▶ Фрагмент документа:
▶

Русская линия
Московский журнал П. Миллер01.06.2000 

Городское благоустройство в связи с внешней окраской домов
В одноименном докладе П.Н.Миллера, который он сделал 15 ноября 1924 года, едва ли не впервые прозвучала столь широко сегодня дискутируемая проблема «цветовой составляющей» архитектурных решений.

«О неутомимом москвоведе» П.Н.Миллере (1867−1943) «Московский журнал» обстоятельно и подробно рассказал в № 1 за 2000 год. Публикуемый ниже доклад П.Н.Миллера «Городское благоустройство в связи с внешней окраской домов», в котором едва ли не впервые прозвучала столь широко сегодня дискутируемая проблема «цветовой составляющей» архитектурных решений, был сделан на заседании Московского архитектурного общества 15 ноября 1924 года, а затем повторен на заседании кружка архитекторов-художников 22 ноября 1924 года.

◀

▶ Фрагменты данных:
▶

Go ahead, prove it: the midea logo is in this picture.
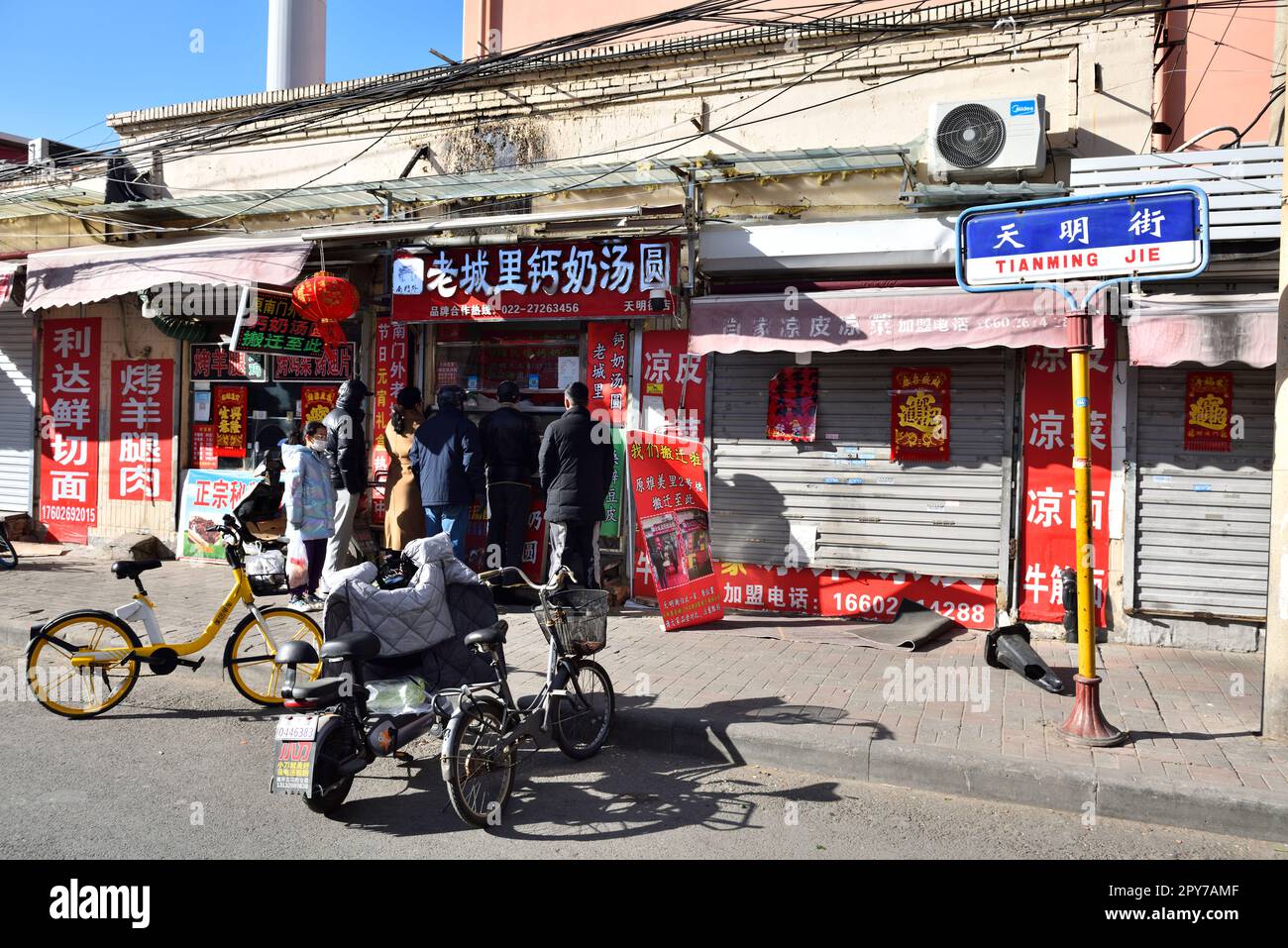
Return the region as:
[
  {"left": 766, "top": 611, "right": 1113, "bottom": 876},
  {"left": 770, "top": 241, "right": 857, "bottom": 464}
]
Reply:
[{"left": 49, "top": 879, "right": 152, "bottom": 928}]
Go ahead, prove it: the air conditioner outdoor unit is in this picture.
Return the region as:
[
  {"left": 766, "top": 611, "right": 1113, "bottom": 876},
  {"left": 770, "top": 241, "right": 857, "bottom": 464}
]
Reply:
[{"left": 926, "top": 95, "right": 1046, "bottom": 180}]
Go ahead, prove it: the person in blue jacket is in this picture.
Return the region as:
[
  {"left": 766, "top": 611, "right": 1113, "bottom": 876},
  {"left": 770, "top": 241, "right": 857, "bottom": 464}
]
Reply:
[
  {"left": 407, "top": 385, "right": 484, "bottom": 563},
  {"left": 282, "top": 421, "right": 336, "bottom": 612}
]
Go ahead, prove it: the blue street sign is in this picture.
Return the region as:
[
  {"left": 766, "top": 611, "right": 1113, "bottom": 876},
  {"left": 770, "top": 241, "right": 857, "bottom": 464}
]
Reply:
[{"left": 957, "top": 184, "right": 1208, "bottom": 306}]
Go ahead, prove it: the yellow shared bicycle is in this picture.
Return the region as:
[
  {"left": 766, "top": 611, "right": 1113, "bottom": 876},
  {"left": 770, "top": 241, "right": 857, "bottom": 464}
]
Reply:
[{"left": 27, "top": 516, "right": 322, "bottom": 717}]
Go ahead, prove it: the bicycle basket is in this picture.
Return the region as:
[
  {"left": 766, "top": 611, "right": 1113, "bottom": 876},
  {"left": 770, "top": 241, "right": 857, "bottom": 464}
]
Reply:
[{"left": 532, "top": 588, "right": 608, "bottom": 656}]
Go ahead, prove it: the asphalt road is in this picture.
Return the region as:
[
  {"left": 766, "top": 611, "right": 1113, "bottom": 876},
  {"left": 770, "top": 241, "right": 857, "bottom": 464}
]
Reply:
[{"left": 0, "top": 640, "right": 1288, "bottom": 859}]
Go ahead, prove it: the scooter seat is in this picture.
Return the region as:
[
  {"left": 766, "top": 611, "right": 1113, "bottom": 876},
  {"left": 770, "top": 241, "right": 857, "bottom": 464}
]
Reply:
[{"left": 465, "top": 618, "right": 510, "bottom": 648}]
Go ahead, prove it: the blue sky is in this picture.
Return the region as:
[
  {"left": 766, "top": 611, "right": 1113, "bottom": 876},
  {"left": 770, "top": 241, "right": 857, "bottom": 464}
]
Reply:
[{"left": 0, "top": 0, "right": 461, "bottom": 149}]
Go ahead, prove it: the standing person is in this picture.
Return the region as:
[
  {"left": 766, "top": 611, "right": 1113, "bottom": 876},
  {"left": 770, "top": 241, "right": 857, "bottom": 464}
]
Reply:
[
  {"left": 480, "top": 381, "right": 537, "bottom": 589},
  {"left": 282, "top": 421, "right": 335, "bottom": 612},
  {"left": 407, "top": 385, "right": 483, "bottom": 563},
  {"left": 322, "top": 378, "right": 370, "bottom": 574},
  {"left": 540, "top": 381, "right": 613, "bottom": 588},
  {"left": 385, "top": 385, "right": 425, "bottom": 553}
]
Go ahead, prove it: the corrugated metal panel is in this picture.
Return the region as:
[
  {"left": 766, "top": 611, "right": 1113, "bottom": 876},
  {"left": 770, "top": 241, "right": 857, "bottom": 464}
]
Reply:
[
  {"left": 711, "top": 349, "right": 1013, "bottom": 578},
  {"left": 0, "top": 304, "right": 36, "bottom": 513},
  {"left": 1133, "top": 366, "right": 1274, "bottom": 619},
  {"left": 1069, "top": 147, "right": 1284, "bottom": 241}
]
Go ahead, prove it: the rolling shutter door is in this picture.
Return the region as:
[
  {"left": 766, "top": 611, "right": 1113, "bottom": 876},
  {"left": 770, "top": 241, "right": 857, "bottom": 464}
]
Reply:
[
  {"left": 711, "top": 349, "right": 1014, "bottom": 578},
  {"left": 0, "top": 304, "right": 36, "bottom": 513},
  {"left": 1132, "top": 366, "right": 1275, "bottom": 619}
]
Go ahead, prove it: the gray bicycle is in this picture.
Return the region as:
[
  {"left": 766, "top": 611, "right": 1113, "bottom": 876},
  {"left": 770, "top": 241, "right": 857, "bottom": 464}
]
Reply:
[{"left": 442, "top": 567, "right": 614, "bottom": 827}]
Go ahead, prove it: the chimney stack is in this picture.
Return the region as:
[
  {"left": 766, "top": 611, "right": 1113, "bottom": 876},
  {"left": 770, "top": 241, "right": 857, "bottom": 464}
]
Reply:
[{"left": 267, "top": 0, "right": 326, "bottom": 91}]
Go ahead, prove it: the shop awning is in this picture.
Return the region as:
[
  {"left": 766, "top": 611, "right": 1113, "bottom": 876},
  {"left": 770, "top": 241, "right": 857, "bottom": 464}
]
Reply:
[
  {"left": 23, "top": 237, "right": 313, "bottom": 310},
  {"left": 1126, "top": 292, "right": 1279, "bottom": 369},
  {"left": 690, "top": 287, "right": 1104, "bottom": 353}
]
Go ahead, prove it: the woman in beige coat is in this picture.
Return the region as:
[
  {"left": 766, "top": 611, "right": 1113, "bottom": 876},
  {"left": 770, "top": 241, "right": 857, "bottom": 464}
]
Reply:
[{"left": 385, "top": 386, "right": 425, "bottom": 552}]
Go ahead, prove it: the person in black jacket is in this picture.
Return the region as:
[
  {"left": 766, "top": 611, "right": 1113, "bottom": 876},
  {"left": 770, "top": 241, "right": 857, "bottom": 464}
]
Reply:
[
  {"left": 322, "top": 378, "right": 371, "bottom": 576},
  {"left": 480, "top": 381, "right": 537, "bottom": 581},
  {"left": 407, "top": 385, "right": 483, "bottom": 563},
  {"left": 540, "top": 381, "right": 614, "bottom": 588}
]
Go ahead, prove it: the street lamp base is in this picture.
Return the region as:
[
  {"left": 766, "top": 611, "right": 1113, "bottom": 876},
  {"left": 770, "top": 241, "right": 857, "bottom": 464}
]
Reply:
[{"left": 1060, "top": 675, "right": 1127, "bottom": 747}]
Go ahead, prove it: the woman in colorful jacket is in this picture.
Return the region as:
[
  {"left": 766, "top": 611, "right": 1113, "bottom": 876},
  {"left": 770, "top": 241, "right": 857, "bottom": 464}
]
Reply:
[{"left": 282, "top": 421, "right": 335, "bottom": 612}]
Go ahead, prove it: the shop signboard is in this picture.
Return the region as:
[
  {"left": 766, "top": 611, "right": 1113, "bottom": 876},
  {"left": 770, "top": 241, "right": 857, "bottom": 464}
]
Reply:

◀

▶ Описание задачи: Продолжите текст о докладе П.Н.Миллера про внешнюю окраску домов, начав сразу после его последнего предложения.

▶ Ответ на задание:
Машинопись доклада имеет рукописный постскриптум: «В произошедшем после моего доклада обмене мнений я возражений не встретил, никто из выступавших не говорил в пользу производящейся в настоящее время окраски домов, и по предложению А.В.Щусева (председателя) была избрана особая Комиссия.
Я обращаюсь к Кружку с покорнейшей просьбой поддержать меня в моей борьбе с произвольной, совершенно неорганизованной окраской наружных стен домов, оказывающей отрицательное влияние на благоустройство города!»
Черновик и две машинописные копии хранятся в фонде П.Н.Миллера (№ 134, ед.хр.34) в отделе письменных источников Государственного Исторического музея. Текст печатается с незначительными сокращениями, указанными отточиями в угловых скобках.

Я чрезвычайно смущен, что в таком специальном обществе приходится говорить на тему не по моей специальности, говорить по-обывательски, без научной подготовки, а поэтому я заранее извиняюсь за отнятое у вас время. <>
Я не очень виноват в том, что подхожу к моему вопросу не научно, т.к., несмотря на мои настойчивые обращения к многим самым разнообразным спецам, я прямых указаний на какие-либо источники не получил, неизвестным оказался для них и вообще вопрос о внешней окраске городских зданий в смысле законодательном и т. п.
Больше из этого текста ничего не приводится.